* **Task objective**
Take the lines from the one containing "Greenhouse-scouting task: tag the narrow" through the one containing "point(572, 138)" and format them as a JSON list of strings, one string per line, with blank lines left out.

* **Records for this task**
_ _ _ _

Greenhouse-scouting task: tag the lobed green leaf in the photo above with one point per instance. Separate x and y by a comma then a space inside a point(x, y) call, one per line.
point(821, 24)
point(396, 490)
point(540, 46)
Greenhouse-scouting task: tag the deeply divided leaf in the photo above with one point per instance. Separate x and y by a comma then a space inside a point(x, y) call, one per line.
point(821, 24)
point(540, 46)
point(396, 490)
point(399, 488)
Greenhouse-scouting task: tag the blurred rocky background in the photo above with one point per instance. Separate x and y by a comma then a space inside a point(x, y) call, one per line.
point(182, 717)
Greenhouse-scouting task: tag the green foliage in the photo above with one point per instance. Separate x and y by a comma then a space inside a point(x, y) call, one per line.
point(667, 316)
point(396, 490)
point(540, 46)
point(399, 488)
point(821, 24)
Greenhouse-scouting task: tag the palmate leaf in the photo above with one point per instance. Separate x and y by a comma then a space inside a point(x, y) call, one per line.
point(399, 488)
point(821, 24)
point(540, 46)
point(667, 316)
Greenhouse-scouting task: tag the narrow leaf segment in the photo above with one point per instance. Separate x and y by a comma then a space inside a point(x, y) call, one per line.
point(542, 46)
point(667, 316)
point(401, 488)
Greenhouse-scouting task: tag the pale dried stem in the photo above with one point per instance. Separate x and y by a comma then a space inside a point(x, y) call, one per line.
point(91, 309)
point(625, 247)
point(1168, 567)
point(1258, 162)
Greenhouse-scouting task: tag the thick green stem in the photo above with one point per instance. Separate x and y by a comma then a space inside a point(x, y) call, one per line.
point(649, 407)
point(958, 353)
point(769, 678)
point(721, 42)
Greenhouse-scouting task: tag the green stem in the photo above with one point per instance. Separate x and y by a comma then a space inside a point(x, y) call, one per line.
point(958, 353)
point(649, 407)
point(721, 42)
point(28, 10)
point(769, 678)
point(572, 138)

_ _ _ _

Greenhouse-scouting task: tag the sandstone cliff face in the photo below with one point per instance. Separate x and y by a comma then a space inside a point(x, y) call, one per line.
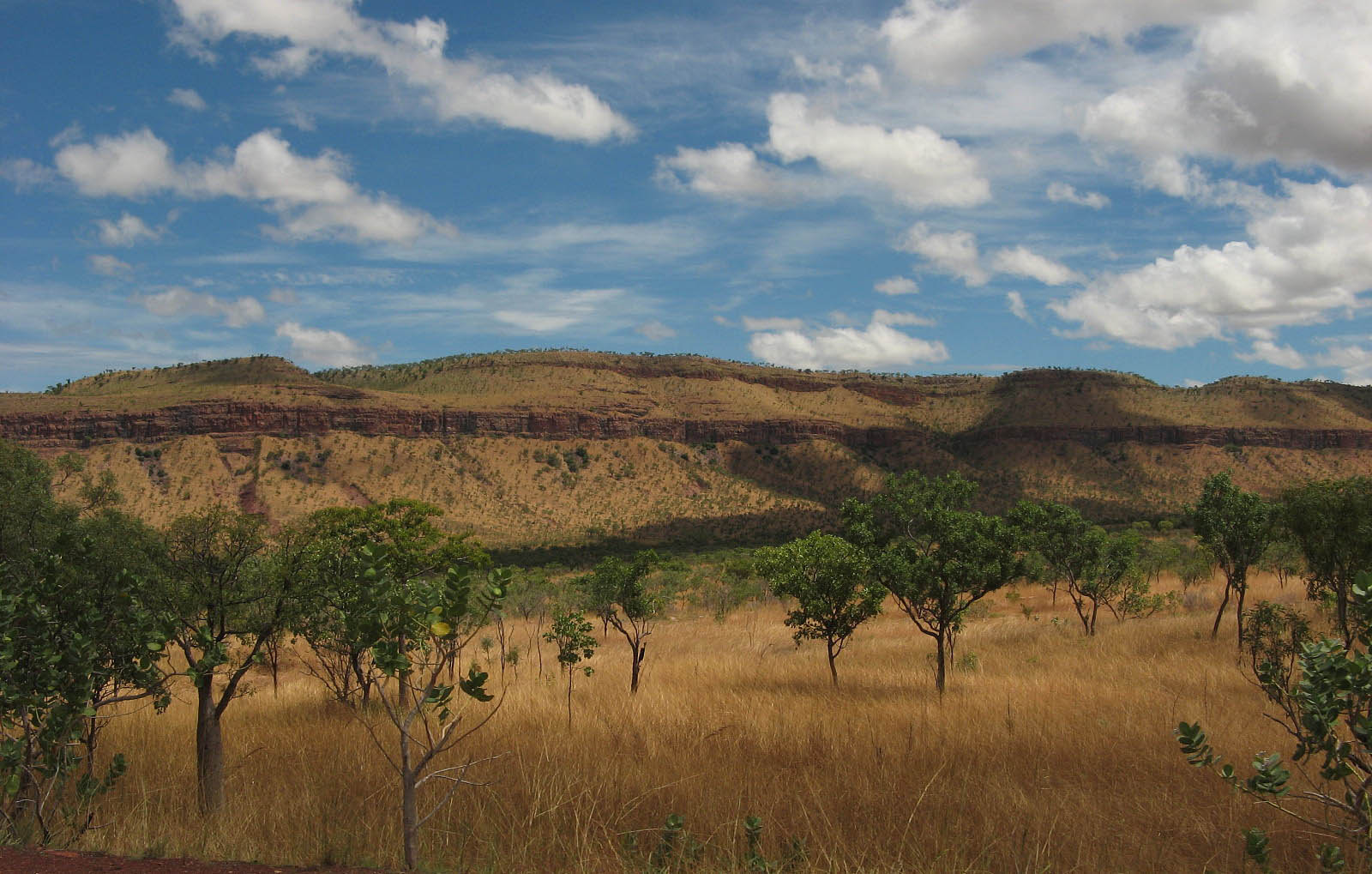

_ _ _ _

* **Task output**
[
  "Greenhouse-scouting task: tag the narrow leaf segment in the photo above with one point per instance. Separate x and y by a comma then a space inside a point(x, y) call, one per line.",
  "point(542, 46)",
  "point(667, 316)",
  "point(401, 488)",
  "Greenhouse-scouting task: tag the pale dried stem in the photo above with one point per instance. Separate x and y by a comma then a space inside a point(x, y) call, one per line.",
  "point(91, 309)",
  "point(625, 247)",
  "point(1168, 567)",
  "point(1258, 162)",
  "Greenhouse-scouting task: tag the thick green stem in the photo above with one point per instance. Separate x and y by a comma then a space inside a point(x, y) call, one per line.",
  "point(649, 407)",
  "point(958, 353)",
  "point(769, 678)",
  "point(721, 42)",
  "Greenhouse-scouting task: tag the green stem in the photo above with one point per instance. Separate x and y by a comma then a space inside a point(x, y) call, one per line.",
  "point(958, 353)",
  "point(649, 407)",
  "point(721, 42)",
  "point(28, 10)",
  "point(769, 678)",
  "point(572, 138)"
]